RECORDS PROVIDED:
---

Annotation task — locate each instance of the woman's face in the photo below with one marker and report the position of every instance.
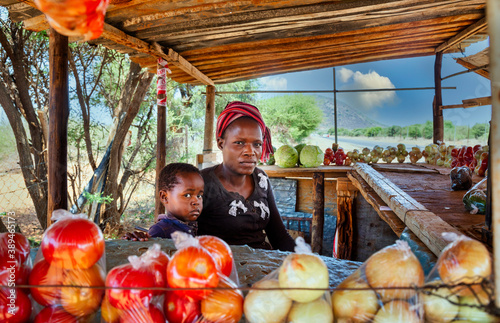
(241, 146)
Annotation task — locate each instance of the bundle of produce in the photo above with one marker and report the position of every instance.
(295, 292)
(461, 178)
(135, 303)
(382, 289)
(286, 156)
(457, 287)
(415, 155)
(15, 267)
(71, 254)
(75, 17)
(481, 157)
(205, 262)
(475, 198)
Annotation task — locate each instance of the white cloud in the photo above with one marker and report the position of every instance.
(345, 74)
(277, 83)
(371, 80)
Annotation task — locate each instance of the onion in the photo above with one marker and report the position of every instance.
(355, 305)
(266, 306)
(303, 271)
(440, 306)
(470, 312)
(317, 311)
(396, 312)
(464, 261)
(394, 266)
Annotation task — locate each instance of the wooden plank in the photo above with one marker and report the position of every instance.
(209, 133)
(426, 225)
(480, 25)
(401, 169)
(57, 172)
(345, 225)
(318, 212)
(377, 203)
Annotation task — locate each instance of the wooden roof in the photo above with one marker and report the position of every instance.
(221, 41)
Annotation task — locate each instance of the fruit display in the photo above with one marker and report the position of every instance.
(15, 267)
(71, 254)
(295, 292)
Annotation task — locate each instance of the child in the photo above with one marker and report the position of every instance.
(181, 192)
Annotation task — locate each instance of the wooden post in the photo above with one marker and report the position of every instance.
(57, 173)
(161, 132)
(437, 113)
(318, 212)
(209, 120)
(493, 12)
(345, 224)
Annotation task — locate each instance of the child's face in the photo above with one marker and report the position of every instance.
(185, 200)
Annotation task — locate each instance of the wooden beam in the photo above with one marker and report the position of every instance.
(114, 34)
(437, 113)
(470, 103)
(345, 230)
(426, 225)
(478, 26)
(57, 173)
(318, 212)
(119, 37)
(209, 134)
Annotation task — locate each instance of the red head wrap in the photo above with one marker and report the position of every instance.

---

GIVEN INSTRUCTION: The records above must be echoed exactly, minus their pictures.

RIGHT ANSWER:
Annotation task — locate each instance of the woman's face in the photo below with one marker and report the position of every instance.
(241, 146)
Annotation task — locate each instance of the bundle of produce in the photo above with one marker and report the position of every instance.
(295, 292)
(461, 178)
(135, 303)
(382, 289)
(286, 156)
(457, 287)
(415, 155)
(15, 267)
(71, 254)
(75, 17)
(481, 157)
(205, 262)
(475, 198)
Annotation task — locate each instance of the white cloud in the photo above with one marker and report the position of every instance.
(345, 74)
(277, 83)
(371, 80)
Annotation task — locate each instance of the onion in the photo above with one marker and report the position of every instance.
(355, 305)
(266, 306)
(303, 271)
(440, 306)
(470, 312)
(317, 311)
(396, 312)
(464, 261)
(394, 266)
Annotation task — locate each instance of the wooden plank in the photo above with one marker and report the position of every instance.
(209, 133)
(426, 225)
(480, 25)
(401, 169)
(57, 172)
(345, 225)
(318, 212)
(377, 203)
Annotation task — locate each instance of the wooden roof in the photo above with one marker and report the position of every instance.
(221, 41)
Annotation task — locate each instance of the fruit display in the photo above with one marker and report the position of every instance.
(15, 267)
(71, 254)
(295, 292)
Annotation task — locate each instance of the child in the photo above with one marker and report the position of every instance.
(181, 192)
Annotation task — locate each instance of the wooden post in the photo above with one marker and report the position of every instance.
(57, 173)
(161, 132)
(437, 113)
(318, 212)
(209, 120)
(493, 12)
(345, 224)
Annotation task — locate each instance of the child's face in the photo above with one marker and report the position of every instance.
(185, 200)
Annotation task — locate each instance of the wooden beam in the photo above with one marker and report the position of every instance.
(114, 34)
(437, 113)
(470, 103)
(345, 230)
(426, 225)
(478, 26)
(57, 173)
(318, 212)
(119, 37)
(209, 134)
Annotation task — locate each instance of the red head wrap in the photo above with one marker and report the position of every instance.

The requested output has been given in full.